Work to be completed: Transcribe the records below word for word, from their first line down to the line holding "box: [26, 15, 39, 27]", both of those lines included.

Supplied data:
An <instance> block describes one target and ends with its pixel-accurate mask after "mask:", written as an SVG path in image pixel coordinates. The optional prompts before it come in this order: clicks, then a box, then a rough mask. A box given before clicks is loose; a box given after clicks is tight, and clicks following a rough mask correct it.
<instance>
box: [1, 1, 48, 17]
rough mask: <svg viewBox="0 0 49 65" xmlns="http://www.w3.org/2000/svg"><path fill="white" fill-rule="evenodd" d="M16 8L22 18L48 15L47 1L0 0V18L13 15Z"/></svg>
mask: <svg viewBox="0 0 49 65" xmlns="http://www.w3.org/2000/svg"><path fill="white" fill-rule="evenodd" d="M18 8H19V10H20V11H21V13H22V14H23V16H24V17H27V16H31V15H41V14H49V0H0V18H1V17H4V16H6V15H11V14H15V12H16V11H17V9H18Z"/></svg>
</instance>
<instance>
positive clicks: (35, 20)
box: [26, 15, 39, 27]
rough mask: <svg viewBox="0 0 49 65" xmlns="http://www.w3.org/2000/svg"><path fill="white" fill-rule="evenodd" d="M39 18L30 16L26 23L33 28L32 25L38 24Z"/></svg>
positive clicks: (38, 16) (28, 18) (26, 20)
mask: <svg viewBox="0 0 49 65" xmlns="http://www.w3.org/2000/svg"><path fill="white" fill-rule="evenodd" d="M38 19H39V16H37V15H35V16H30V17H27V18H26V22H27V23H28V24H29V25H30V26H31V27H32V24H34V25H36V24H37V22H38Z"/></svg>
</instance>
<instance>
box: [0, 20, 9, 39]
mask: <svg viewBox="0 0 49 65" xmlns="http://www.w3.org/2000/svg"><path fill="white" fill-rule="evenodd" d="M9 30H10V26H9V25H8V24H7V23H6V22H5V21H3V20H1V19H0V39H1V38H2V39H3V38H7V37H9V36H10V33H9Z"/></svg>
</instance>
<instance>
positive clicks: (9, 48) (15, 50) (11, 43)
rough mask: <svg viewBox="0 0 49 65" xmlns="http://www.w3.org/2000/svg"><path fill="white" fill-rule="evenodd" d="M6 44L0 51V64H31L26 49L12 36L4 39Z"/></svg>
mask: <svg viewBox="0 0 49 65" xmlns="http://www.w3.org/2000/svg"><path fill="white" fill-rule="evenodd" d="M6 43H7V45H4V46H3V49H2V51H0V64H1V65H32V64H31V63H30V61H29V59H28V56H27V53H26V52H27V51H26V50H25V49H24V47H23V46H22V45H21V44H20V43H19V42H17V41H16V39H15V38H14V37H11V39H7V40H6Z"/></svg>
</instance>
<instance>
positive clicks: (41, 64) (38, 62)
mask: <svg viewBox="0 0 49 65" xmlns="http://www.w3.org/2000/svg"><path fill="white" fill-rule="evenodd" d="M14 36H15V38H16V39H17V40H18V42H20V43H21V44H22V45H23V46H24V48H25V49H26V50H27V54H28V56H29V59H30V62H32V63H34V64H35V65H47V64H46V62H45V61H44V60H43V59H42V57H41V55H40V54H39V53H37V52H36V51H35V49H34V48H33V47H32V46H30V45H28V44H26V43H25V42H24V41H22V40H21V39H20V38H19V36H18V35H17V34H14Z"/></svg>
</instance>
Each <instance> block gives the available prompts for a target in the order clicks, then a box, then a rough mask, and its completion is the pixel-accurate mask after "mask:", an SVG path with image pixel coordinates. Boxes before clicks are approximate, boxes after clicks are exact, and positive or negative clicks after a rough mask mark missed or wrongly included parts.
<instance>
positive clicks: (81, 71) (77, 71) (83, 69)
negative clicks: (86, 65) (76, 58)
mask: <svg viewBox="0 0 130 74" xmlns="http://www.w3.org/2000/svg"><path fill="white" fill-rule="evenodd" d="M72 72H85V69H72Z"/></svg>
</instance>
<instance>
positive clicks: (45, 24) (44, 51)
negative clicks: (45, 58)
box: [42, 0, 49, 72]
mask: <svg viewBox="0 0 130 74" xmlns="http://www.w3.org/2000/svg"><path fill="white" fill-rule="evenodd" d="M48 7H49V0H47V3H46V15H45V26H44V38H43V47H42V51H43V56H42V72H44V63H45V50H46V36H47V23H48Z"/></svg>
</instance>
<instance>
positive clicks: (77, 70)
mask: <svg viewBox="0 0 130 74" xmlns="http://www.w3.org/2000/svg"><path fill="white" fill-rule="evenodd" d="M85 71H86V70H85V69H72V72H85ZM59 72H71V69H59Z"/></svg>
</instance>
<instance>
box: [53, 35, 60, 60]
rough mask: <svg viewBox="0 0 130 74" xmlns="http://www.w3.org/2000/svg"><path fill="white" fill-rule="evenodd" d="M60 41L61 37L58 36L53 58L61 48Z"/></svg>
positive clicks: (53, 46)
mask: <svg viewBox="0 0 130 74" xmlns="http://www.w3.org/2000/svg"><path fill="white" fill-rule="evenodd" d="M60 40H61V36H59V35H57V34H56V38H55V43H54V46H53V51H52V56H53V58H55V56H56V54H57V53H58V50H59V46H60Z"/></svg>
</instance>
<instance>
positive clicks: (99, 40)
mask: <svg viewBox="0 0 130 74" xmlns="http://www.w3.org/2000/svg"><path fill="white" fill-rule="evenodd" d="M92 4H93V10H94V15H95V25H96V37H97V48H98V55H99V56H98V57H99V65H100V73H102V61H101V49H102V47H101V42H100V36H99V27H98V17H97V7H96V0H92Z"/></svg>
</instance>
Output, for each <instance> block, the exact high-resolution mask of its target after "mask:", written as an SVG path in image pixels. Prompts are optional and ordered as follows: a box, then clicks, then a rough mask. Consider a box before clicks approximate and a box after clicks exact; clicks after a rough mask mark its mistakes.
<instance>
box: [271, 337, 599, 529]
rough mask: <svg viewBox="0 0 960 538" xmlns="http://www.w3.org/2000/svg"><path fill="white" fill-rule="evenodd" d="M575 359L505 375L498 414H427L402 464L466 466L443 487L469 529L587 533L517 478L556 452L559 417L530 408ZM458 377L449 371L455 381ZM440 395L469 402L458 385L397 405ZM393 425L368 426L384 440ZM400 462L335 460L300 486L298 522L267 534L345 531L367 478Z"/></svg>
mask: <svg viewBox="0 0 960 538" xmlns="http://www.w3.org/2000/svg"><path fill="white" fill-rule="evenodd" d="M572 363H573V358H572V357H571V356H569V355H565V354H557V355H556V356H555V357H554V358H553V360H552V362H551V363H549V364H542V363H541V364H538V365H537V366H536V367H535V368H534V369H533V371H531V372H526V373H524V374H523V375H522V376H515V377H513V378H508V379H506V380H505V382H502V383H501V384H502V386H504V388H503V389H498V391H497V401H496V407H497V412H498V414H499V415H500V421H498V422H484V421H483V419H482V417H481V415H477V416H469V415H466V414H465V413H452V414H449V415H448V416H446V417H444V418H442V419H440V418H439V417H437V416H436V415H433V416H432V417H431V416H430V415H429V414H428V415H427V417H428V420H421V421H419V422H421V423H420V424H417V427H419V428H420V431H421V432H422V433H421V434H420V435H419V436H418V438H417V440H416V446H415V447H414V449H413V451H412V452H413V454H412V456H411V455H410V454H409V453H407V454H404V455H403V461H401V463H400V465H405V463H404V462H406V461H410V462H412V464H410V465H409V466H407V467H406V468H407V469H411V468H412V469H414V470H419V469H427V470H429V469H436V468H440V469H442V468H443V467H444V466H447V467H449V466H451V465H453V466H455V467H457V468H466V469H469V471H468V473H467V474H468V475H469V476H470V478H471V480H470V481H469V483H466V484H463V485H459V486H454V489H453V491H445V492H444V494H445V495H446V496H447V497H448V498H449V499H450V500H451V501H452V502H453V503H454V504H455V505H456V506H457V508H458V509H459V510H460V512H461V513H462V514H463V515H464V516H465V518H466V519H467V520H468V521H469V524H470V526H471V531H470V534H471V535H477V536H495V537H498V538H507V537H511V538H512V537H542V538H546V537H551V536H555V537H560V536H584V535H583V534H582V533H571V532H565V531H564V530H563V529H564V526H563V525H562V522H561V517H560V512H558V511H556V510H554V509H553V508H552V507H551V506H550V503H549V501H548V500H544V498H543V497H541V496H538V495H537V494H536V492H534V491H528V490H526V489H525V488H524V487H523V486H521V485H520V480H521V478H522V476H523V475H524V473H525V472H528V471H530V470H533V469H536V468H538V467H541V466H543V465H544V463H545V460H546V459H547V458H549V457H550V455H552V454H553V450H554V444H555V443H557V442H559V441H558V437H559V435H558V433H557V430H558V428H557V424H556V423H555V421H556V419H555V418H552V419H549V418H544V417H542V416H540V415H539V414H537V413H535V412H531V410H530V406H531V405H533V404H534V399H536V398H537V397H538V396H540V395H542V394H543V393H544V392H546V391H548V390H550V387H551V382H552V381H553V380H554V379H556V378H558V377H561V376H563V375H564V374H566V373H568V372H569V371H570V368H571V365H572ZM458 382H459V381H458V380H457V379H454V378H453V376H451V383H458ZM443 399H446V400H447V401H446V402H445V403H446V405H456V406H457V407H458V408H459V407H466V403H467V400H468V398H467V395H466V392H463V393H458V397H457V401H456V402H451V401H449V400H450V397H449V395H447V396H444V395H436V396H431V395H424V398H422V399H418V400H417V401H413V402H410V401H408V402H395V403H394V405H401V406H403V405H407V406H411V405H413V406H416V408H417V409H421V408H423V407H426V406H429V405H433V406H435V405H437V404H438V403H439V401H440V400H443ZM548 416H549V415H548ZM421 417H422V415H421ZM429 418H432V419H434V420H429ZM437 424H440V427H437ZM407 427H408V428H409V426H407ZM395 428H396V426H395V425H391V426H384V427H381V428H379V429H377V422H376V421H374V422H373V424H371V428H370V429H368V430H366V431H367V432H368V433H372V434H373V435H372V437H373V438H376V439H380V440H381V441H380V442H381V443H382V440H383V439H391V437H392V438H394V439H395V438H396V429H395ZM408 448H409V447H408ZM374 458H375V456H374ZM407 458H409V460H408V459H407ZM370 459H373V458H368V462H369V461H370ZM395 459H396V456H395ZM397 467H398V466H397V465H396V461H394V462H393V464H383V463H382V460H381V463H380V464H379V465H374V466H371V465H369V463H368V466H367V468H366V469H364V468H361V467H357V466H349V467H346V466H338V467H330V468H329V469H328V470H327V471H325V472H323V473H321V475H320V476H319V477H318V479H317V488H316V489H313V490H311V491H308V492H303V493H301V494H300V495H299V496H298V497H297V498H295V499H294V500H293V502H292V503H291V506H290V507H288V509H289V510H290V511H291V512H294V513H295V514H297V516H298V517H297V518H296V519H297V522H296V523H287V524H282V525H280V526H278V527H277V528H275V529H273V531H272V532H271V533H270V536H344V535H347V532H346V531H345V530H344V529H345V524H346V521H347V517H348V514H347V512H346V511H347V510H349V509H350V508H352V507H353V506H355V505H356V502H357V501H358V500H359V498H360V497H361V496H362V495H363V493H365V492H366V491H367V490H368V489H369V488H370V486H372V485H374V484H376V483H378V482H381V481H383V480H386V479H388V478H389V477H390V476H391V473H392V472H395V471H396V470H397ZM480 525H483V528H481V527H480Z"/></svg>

Exercise answer:
An <instance> block describes one target and ends with its pixel-accurate mask after "mask:", written as an SVG path in image pixel coordinates. The optional prompts before it come in this order: clicks, then a box, then a rough mask. A box given before clicks is loose; a box given after clicks is tight, and clicks following a rough mask correct it.
<instance>
box: [1, 1, 48, 17]
rough mask: <svg viewBox="0 0 49 65" xmlns="http://www.w3.org/2000/svg"><path fill="white" fill-rule="evenodd" d="M16 8L22 18L48 15L47 1L0 0V18L13 15Z"/></svg>
mask: <svg viewBox="0 0 49 65" xmlns="http://www.w3.org/2000/svg"><path fill="white" fill-rule="evenodd" d="M18 8H19V10H20V11H21V13H22V14H23V16H24V17H27V16H31V15H41V14H49V0H0V18H1V17H4V16H6V15H11V14H15V12H16V11H17V9H18Z"/></svg>
</instance>
<instance>
positive clicks: (35, 20)
box: [26, 15, 39, 27]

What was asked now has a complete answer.